** What is asked **
**A)** According to the forum post, which Google Sheets formula did the poster try?
**B)** From the records, copy out the lines beginning at the one that contains "form [1128, 367]." and ending after the one that contains "[1106, 797]", with both of those lines included.

** Text shown **
- - - - - - -

No login required to obtain this file. The website is "https://rigcount.bakerhughes.com/na-rig-count" and the file is the "North America Rotary Rig Count Pivot Table (Feb 2011 - Current)". Right-click, copy link, gives the current file path, "https://rigcount.bakerhughes.com/static-files/cb205922-552b-4f88-954f-665a2b1c731f". Inspecting the file element shows the Xpath with the file path.
I want to create a power query connection that will update the file path name when I perform a weekly scheduled refresh.
I tried using Google Sheets with the formula:
=IMPORTXML(website,Xpath) =IMPORTXML("https://rigcount.bakerhughes.com","/html/body/div[2]/div/div/div/div[2]/article/div/div[2]/div/div/div[2]/div/div/div/table/tbody/tr[2]/td[2]/div/div/article/div/div/div/div/span[1]/a")

- - - - - - -

** Records to use **
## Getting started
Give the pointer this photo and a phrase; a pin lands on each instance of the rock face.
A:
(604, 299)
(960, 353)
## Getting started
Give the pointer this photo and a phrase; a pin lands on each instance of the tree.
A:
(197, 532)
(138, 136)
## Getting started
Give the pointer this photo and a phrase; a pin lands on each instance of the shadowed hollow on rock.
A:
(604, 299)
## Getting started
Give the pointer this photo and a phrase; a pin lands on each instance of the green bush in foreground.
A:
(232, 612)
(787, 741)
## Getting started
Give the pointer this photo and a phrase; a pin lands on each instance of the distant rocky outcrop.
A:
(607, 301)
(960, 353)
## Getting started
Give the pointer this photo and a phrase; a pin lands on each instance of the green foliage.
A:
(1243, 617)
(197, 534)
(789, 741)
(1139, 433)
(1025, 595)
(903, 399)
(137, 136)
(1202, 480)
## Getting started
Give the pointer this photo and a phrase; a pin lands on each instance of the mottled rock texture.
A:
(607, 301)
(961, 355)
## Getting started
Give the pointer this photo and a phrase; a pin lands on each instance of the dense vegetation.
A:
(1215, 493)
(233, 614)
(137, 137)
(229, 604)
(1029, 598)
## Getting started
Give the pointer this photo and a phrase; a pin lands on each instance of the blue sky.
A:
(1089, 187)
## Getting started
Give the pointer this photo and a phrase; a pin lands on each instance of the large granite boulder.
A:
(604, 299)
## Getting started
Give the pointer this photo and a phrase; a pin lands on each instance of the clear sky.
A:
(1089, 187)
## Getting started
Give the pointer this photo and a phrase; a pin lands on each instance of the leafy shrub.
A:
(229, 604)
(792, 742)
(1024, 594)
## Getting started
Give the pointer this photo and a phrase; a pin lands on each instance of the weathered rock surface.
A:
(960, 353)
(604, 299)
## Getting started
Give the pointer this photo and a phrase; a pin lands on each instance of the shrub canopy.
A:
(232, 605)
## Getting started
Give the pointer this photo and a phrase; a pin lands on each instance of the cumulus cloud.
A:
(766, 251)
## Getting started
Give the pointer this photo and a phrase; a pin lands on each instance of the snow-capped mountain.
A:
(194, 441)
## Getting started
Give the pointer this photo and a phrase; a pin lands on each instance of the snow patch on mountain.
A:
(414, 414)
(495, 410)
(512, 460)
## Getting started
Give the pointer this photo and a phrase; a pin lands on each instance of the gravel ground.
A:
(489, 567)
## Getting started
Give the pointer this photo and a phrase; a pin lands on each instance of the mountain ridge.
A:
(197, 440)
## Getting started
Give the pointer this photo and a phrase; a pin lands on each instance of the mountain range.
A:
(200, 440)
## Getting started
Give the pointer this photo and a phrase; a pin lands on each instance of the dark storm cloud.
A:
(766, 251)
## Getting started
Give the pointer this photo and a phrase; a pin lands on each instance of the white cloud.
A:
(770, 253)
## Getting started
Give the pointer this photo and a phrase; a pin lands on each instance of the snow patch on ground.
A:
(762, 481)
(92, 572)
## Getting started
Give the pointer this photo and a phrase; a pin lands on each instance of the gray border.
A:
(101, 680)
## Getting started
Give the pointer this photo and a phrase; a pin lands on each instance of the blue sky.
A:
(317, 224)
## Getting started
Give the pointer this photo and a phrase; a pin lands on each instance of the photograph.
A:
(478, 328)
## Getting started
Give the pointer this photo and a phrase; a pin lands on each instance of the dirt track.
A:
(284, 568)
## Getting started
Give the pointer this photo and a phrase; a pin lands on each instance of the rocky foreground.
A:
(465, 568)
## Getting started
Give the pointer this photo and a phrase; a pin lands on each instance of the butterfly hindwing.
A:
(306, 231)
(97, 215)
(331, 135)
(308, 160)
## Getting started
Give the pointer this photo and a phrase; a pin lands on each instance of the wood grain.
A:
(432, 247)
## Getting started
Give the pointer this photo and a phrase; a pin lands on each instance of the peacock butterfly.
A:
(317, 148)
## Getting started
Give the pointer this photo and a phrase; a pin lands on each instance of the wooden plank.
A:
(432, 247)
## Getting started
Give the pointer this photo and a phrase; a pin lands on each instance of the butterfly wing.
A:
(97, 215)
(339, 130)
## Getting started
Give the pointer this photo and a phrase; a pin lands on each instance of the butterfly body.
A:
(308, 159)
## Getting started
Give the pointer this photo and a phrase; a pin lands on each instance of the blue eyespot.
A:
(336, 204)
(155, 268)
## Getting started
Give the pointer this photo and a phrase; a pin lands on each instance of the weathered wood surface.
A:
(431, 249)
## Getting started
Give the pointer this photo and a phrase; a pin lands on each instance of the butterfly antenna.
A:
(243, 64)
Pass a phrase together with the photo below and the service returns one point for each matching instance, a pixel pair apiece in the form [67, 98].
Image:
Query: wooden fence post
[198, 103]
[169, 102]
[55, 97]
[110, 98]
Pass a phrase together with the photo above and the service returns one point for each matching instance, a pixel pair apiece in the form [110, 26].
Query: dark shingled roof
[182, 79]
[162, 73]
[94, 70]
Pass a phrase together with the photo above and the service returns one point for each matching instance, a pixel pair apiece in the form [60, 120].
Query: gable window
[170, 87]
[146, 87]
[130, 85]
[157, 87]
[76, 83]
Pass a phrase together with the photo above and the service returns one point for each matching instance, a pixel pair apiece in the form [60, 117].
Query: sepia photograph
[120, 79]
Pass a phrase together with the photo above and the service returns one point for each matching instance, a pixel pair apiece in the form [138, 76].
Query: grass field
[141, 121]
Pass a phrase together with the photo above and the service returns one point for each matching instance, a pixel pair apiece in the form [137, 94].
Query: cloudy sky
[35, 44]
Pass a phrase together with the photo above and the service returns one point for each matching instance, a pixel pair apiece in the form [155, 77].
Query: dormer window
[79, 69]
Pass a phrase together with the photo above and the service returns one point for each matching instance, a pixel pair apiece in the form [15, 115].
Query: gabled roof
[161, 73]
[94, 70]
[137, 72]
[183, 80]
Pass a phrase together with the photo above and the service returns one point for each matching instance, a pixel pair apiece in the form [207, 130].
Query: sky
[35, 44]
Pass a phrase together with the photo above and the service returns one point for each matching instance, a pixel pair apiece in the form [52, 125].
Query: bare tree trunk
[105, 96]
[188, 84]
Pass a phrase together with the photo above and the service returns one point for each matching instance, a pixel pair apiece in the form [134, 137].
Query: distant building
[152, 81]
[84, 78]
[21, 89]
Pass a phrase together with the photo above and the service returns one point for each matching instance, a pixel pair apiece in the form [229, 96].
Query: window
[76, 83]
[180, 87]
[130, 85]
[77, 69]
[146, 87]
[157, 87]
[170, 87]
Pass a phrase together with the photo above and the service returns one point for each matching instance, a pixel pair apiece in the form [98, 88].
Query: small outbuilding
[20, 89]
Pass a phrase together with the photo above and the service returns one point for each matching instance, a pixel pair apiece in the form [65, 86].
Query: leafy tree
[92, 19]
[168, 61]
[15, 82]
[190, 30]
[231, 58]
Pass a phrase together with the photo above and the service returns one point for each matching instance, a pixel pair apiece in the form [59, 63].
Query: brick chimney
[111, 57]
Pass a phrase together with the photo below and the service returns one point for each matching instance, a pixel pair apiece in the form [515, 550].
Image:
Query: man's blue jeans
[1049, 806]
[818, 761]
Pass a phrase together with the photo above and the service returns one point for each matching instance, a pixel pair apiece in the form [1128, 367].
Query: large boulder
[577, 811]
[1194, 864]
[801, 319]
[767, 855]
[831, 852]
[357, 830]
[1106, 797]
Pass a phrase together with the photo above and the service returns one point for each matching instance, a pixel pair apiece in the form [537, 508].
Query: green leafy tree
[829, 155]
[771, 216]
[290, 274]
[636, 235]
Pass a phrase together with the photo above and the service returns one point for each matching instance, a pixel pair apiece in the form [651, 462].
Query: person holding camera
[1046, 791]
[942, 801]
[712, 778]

- - - - - - -

** Answers provided **
**A)** IMPORTXML

**B)**
Pass a phrase together with the photo above and the service returns one point for each matching instance, a pixel pair apiece in the form [1128, 367].
Query: large boulder
[577, 811]
[1194, 864]
[801, 319]
[767, 855]
[831, 852]
[357, 830]
[1106, 797]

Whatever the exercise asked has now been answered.